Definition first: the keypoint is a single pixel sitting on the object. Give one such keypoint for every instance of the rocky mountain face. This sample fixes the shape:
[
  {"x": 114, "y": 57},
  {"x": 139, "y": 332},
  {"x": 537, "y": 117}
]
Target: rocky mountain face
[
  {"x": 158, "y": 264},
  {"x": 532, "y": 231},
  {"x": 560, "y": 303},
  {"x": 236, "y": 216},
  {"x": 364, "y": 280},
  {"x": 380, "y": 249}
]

--

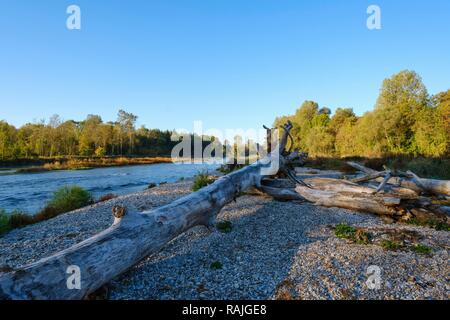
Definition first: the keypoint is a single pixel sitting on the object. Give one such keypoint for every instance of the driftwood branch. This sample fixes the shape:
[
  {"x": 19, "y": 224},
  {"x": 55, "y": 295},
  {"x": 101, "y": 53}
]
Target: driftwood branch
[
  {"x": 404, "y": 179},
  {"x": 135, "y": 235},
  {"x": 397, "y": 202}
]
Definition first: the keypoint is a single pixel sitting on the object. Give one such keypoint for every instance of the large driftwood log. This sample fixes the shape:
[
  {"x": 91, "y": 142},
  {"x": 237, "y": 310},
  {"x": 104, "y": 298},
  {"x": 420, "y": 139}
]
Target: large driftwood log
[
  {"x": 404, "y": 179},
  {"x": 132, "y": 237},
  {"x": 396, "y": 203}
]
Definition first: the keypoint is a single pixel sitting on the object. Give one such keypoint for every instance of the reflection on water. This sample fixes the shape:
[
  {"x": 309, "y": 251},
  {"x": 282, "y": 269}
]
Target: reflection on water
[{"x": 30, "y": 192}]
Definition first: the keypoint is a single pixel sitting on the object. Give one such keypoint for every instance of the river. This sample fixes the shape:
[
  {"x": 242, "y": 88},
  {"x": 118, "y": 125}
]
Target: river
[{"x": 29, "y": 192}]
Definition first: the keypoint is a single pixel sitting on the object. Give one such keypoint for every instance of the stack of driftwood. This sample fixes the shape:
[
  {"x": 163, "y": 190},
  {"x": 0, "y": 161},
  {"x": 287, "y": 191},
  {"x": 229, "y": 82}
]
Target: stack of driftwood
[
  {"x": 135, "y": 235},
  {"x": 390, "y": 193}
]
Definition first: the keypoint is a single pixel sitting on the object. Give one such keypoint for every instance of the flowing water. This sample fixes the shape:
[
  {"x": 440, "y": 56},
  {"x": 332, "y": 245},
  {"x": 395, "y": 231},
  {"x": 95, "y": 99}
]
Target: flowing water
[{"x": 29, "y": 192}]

EXERCISE PROMPT>
Pick out each line in the data above that contains the string "every", and copy those lines. The match is case-sensitive.

EXERCISE SOLUTION>
Definition first: the keypoint is a single pixel sitting on the object. Give one such keypoint for every instance of the rocky mountain face. This sample fixes the shape:
Definition first: the keypoint is a single pixel sitting on the object. Give one such keypoint for every instance of the driftwood branch. This sample fixes the shape:
Definition first: the keypoint is a single pixel sitting on the object. Give one such keypoint for every instance of the large driftwood log. This sample fixes the shape:
Definition first: the keypoint is a single pixel sitting on the object. Give one such keypoint for every instance of the reflection on water. This sample fixes the shape:
Definition first: the keypoint is a single pixel sitting on the object. Give one such keypoint for every instance of the river. This sample fixes the shape:
Definition first: the keypoint is a single pixel sitting on the object. Give one such keypoint for every instance of the stack of driftwood. This sample fixes the shape:
Definition first: the keypoint is a single pixel sitting on the object. Give one such keypoint for every instance of the flowing water. This sample fixes the shape:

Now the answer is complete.